WHAT THE TASK REQUIRES:
Copy every one of the rows below line for line, with no changes.

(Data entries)
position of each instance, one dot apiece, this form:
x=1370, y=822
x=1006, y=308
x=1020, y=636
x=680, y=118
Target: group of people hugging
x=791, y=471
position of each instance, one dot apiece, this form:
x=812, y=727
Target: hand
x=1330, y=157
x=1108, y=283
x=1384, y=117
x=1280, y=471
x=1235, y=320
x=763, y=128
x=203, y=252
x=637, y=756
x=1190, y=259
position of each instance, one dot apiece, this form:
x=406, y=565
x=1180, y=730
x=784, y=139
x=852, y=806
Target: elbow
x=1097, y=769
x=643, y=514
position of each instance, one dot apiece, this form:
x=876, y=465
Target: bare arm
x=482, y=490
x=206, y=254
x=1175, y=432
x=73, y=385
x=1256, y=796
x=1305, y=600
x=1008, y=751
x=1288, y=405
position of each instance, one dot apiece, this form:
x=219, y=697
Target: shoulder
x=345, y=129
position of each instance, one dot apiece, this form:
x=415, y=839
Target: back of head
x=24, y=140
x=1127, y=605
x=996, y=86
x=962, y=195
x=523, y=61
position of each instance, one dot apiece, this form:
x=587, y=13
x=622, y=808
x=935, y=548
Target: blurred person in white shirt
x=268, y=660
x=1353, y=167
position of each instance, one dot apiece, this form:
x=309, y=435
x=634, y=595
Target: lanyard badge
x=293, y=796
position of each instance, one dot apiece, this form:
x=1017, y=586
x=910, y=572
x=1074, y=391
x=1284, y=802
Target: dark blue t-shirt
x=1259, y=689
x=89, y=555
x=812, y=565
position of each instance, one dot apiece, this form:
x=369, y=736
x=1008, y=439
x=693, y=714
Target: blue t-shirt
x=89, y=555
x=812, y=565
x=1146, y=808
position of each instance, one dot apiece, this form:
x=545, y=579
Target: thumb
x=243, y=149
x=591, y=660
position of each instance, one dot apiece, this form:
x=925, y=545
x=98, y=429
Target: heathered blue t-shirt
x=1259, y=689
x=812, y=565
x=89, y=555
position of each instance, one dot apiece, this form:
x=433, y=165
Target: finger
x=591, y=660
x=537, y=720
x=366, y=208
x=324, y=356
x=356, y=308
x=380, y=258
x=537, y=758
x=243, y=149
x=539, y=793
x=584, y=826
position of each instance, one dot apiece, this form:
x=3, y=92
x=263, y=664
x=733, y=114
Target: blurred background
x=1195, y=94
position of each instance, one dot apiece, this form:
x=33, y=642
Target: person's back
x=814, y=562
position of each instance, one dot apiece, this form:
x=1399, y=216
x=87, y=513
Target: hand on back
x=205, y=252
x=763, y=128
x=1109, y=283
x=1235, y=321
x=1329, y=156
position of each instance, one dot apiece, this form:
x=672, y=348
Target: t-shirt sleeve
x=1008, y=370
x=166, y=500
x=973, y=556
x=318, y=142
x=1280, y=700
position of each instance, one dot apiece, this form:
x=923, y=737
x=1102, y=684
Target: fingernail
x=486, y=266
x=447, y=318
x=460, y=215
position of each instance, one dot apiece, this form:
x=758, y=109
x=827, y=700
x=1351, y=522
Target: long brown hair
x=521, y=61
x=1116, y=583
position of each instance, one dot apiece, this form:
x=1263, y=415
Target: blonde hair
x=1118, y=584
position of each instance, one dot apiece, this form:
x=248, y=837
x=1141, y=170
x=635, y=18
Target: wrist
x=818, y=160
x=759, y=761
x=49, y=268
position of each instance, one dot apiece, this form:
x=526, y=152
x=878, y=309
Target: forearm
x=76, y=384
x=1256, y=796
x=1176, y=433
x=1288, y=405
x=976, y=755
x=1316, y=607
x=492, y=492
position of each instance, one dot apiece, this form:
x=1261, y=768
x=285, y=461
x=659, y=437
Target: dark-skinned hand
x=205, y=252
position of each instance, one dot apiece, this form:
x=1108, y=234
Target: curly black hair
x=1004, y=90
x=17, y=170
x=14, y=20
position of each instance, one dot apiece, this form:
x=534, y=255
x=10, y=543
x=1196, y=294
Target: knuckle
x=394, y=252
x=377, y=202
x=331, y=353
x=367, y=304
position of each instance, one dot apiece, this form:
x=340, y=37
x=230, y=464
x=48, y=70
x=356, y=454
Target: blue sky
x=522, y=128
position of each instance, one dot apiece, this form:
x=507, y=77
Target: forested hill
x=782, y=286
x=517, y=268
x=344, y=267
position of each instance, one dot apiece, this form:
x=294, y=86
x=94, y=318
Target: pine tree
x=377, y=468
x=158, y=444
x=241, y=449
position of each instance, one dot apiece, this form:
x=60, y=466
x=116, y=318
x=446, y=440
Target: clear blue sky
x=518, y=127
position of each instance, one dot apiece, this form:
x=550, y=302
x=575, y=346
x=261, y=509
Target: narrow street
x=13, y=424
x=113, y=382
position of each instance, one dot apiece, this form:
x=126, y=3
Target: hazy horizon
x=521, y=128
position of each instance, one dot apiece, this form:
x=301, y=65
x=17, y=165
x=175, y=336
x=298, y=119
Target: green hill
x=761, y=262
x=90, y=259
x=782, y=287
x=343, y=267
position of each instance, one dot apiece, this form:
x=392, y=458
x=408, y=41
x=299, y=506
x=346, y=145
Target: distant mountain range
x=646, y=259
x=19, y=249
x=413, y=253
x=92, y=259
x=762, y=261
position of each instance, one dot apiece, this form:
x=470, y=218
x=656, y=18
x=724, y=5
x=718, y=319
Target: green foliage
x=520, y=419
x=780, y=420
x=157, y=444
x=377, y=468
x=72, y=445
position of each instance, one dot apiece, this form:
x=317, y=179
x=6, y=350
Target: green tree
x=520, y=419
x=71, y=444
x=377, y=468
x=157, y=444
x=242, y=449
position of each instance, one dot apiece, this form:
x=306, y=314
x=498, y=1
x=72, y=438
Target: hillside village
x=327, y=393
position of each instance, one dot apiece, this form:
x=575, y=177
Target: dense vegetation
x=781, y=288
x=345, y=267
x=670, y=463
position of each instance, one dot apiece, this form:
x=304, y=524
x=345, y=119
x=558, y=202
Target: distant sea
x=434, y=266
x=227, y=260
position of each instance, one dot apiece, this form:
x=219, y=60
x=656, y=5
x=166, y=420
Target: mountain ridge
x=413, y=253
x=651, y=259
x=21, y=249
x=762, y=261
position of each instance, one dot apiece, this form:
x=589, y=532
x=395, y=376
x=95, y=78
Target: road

TASK ANSWER:
position of each instance, one dot apiece, this form:
x=1370, y=822
x=1006, y=308
x=1020, y=636
x=680, y=118
Target: group of people hugging
x=791, y=471
position of each instance, one dot apiece, this form:
x=812, y=727
Target: hand
x=1330, y=157
x=1108, y=283
x=1384, y=117
x=1280, y=471
x=1235, y=320
x=763, y=128
x=203, y=252
x=637, y=756
x=1190, y=259
position of each instance, one dot apiece, this form:
x=406, y=565
x=1180, y=730
x=784, y=139
x=852, y=806
Target: elbow
x=1097, y=769
x=643, y=514
position of each instance, one dot apiece, this form:
x=876, y=465
Target: bare arm
x=482, y=490
x=206, y=254
x=1175, y=432
x=73, y=385
x=1256, y=796
x=1305, y=600
x=1008, y=751
x=1288, y=405
position of each instance, one dot apiece, this form:
x=219, y=697
Target: shoulder
x=345, y=129
position of each instance, one dot apiece, this form:
x=415, y=839
Target: back of head
x=24, y=140
x=1127, y=605
x=996, y=86
x=962, y=195
x=523, y=61
position of each instance, one dot apiece, this form:
x=587, y=13
x=622, y=808
x=935, y=548
Target: blurred person in white shirt
x=268, y=660
x=1353, y=167
position of each instance, one dot apiece, this form:
x=309, y=435
x=634, y=595
Target: lanyard badge
x=293, y=796
position of each instance, one dot apiece, this form:
x=1017, y=586
x=910, y=572
x=1074, y=391
x=1284, y=802
Target: dark blue t-shirt
x=1259, y=689
x=89, y=555
x=812, y=565
position of each instance, one dot apiece, this form:
x=369, y=736
x=1008, y=439
x=693, y=714
Target: blue t-shirt
x=89, y=555
x=812, y=565
x=1146, y=808
position of each instance, one dot apiece, this form:
x=545, y=579
Target: thumb
x=243, y=149
x=591, y=660
position of each instance, one dot apiece, this form:
x=925, y=545
x=98, y=429
Target: heathered blue t-shirt
x=1259, y=689
x=812, y=565
x=89, y=555
position of each instance, one dot apiece, this form:
x=433, y=165
Target: finger
x=591, y=660
x=537, y=720
x=366, y=208
x=324, y=356
x=356, y=308
x=380, y=258
x=537, y=758
x=243, y=149
x=539, y=793
x=584, y=826
position of each instance, one dot apiece, this form:
x=3, y=92
x=263, y=664
x=733, y=114
Target: blurred background
x=1195, y=94
position of each instance, one dot apiece, this form:
x=33, y=642
Target: person's back
x=814, y=562
position of each instance, one dot apiece, this form:
x=1399, y=216
x=87, y=513
Target: hand on back
x=205, y=252
x=763, y=128
x=1109, y=283
x=1235, y=321
x=1329, y=156
position of each instance, one dot apiece, this form:
x=672, y=348
Target: t-shirt sleeve
x=1008, y=370
x=166, y=500
x=973, y=556
x=318, y=142
x=1280, y=700
position of each instance, one dot apiece, this form:
x=923, y=737
x=1102, y=684
Target: fingernail
x=486, y=266
x=447, y=318
x=460, y=215
position of each instance, one dot apiece, this form:
x=758, y=109
x=827, y=700
x=1351, y=522
Target: long brown hair
x=521, y=61
x=1116, y=583
position of each instance, one dot apiece, this form:
x=1263, y=415
Target: blonde hair
x=1118, y=584
position of each instance, one dot apiece, this form:
x=248, y=837
x=1141, y=170
x=635, y=18
Target: wrist
x=818, y=160
x=759, y=761
x=49, y=268
position of each instance, one dot apiece, this form:
x=526, y=152
x=878, y=309
Target: forearm
x=76, y=384
x=1256, y=796
x=1176, y=433
x=1288, y=405
x=976, y=755
x=1316, y=607
x=492, y=492
position of each instance, one dot apiece, this form:
x=1261, y=768
x=285, y=461
x=659, y=437
Target: dark-skinned hand
x=205, y=252
position of each instance, one dot apiece, this form:
x=1108, y=234
Target: curly black hair
x=1004, y=90
x=17, y=170
x=14, y=20
position of each instance, one dot apiece, this form:
x=534, y=255
x=10, y=543
x=1196, y=294
Target: knuckle
x=394, y=252
x=377, y=202
x=331, y=353
x=367, y=304
position of each instance, one dot apiece, this form:
x=340, y=37
x=230, y=464
x=48, y=70
x=356, y=454
Target: blue sky
x=522, y=128
position of each instance, one dot apiece, this form:
x=507, y=77
Target: forested hill
x=782, y=286
x=517, y=268
x=344, y=267
position of each instance, one dot apiece, this form:
x=294, y=86
x=94, y=318
Target: pine tree
x=377, y=468
x=158, y=444
x=241, y=449
position of each instance, one dot apiece, this form:
x=60, y=466
x=116, y=318
x=446, y=440
Target: clear blue sky
x=518, y=127
position of each instance, one dot apiece, this form:
x=550, y=302
x=575, y=346
x=261, y=509
Target: narrow street
x=13, y=424
x=113, y=382
position of each instance, one dot apiece, this form:
x=126, y=3
Target: hazy horizon
x=521, y=128
position of each instance, one dot apiece, this form:
x=301, y=65
x=17, y=165
x=175, y=336
x=298, y=119
Target: green hill
x=761, y=262
x=90, y=259
x=782, y=287
x=343, y=267
position of each instance, one dot apiece, this form:
x=392, y=458
x=408, y=41
x=299, y=506
x=346, y=145
Target: distant mountain range
x=646, y=259
x=19, y=249
x=413, y=253
x=92, y=259
x=762, y=261
position of each instance, one dot apiece, this form:
x=470, y=218
x=656, y=18
x=724, y=5
x=718, y=319
Target: green foliage
x=520, y=419
x=780, y=420
x=157, y=444
x=377, y=468
x=72, y=445
position of each instance, one dot apiece, this form:
x=317, y=179
x=6, y=350
Target: green tree
x=520, y=419
x=71, y=444
x=377, y=468
x=157, y=444
x=242, y=449
position of each instance, one dot apiece, this form:
x=306, y=314
x=498, y=1
x=72, y=438
Target: hillside village
x=327, y=393
position of each instance, one dot apiece, this form:
x=575, y=177
Target: dense vegetation
x=781, y=288
x=345, y=267
x=670, y=463
position of each instance, one dot apiece, this form:
x=304, y=524
x=345, y=119
x=558, y=202
Target: distant sea
x=434, y=266
x=227, y=260
position of each instance, one dot apiece, this form:
x=219, y=60
x=656, y=5
x=166, y=420
Target: mountain ridge
x=413, y=253
x=651, y=259
x=21, y=249
x=762, y=261
position of each instance, one dot apiece, this form:
x=589, y=532
x=395, y=376
x=95, y=78
Target: road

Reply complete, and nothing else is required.